__EXERCISE INSTRUCTIONS__. Turn the listing, from its first line up to and including the line with "point(266, 79)", into a Markdown table with the columns "Row" and "Entry". Put a running row number in the first column and the line itself in the second, and leave out any blank lines.

__ROWS__.

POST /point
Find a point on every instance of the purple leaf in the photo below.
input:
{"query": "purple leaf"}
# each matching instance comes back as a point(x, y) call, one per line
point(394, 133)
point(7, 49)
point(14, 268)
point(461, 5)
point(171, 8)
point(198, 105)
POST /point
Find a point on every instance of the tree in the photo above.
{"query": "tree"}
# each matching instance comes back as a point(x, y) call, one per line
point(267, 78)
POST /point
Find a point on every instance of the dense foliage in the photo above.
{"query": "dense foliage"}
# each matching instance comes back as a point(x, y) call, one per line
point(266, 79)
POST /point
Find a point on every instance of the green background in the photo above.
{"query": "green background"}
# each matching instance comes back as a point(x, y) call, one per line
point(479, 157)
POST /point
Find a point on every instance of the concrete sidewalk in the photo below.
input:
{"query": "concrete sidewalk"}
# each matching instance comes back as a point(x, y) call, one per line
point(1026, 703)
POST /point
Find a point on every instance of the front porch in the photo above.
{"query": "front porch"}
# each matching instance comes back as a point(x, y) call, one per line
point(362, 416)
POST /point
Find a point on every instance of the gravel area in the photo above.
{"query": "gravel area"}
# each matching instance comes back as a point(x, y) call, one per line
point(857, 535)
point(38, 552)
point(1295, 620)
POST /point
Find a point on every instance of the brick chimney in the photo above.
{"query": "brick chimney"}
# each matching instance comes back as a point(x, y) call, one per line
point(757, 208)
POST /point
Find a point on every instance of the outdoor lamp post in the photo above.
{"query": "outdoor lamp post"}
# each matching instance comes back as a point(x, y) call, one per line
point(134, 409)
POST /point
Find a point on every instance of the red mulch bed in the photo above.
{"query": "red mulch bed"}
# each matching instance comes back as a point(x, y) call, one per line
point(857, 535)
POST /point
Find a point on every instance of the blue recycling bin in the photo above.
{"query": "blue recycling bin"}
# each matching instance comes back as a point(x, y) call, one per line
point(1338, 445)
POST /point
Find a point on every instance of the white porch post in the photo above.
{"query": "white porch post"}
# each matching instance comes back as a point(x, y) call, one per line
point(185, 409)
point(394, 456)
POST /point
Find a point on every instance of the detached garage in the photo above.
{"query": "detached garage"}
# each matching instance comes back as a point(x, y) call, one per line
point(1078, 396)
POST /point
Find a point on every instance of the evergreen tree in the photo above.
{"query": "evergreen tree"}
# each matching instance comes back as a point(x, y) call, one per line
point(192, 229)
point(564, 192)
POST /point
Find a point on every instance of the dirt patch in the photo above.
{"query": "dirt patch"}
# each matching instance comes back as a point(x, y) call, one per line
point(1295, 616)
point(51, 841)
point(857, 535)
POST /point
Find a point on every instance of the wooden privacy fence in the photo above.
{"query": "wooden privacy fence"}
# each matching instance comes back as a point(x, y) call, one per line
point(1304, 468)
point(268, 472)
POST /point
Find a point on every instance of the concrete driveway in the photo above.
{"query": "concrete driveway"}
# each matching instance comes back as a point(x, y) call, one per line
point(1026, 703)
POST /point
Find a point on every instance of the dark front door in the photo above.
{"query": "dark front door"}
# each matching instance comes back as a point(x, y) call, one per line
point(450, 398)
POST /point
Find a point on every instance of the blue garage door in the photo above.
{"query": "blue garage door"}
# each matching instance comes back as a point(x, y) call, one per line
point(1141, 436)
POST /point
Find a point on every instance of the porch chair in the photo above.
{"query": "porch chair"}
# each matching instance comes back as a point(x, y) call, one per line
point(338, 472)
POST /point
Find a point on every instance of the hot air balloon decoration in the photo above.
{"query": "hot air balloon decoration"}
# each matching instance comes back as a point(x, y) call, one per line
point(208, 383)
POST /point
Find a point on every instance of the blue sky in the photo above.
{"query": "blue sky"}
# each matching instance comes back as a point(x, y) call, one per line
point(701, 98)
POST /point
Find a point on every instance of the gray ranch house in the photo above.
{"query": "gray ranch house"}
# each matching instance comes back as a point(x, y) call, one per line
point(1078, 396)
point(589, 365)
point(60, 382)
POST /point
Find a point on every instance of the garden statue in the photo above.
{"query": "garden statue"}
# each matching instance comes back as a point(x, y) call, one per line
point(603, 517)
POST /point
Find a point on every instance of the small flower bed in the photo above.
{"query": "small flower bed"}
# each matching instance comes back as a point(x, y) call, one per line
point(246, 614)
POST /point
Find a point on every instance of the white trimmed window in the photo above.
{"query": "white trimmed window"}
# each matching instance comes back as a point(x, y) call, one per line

__OUTPUT BELOW__.
| Row | Entry |
|---|---|
| 1 | POST /point |
| 2 | Find a point on every instance of the purple leaf in the photo below. |
| 3 | input: |
| 4 | {"query": "purple leaf"} |
| 5 | # each matching instance comes back as a point(x, y) call, one per line |
| 6 | point(394, 133) |
| 7 | point(7, 49) |
| 8 | point(14, 268) |
| 9 | point(461, 5) |
| 10 | point(171, 8) |
| 11 | point(198, 105) |
| 12 | POST /point |
| 13 | Find a point on every instance of the tree in the photo above. |
| 14 | {"query": "tree"} |
| 15 | # each matching instance comes back as a point(x, y) call, one per line |
| 16 | point(267, 78) |
| 17 | POST /point |
| 18 | Find a point on every instance of the dense foliage in the photo above. |
| 19 | {"query": "dense foliage"} |
| 20 | # each matching instance comes back as a point(x, y) call, one per line |
| 21 | point(266, 79) |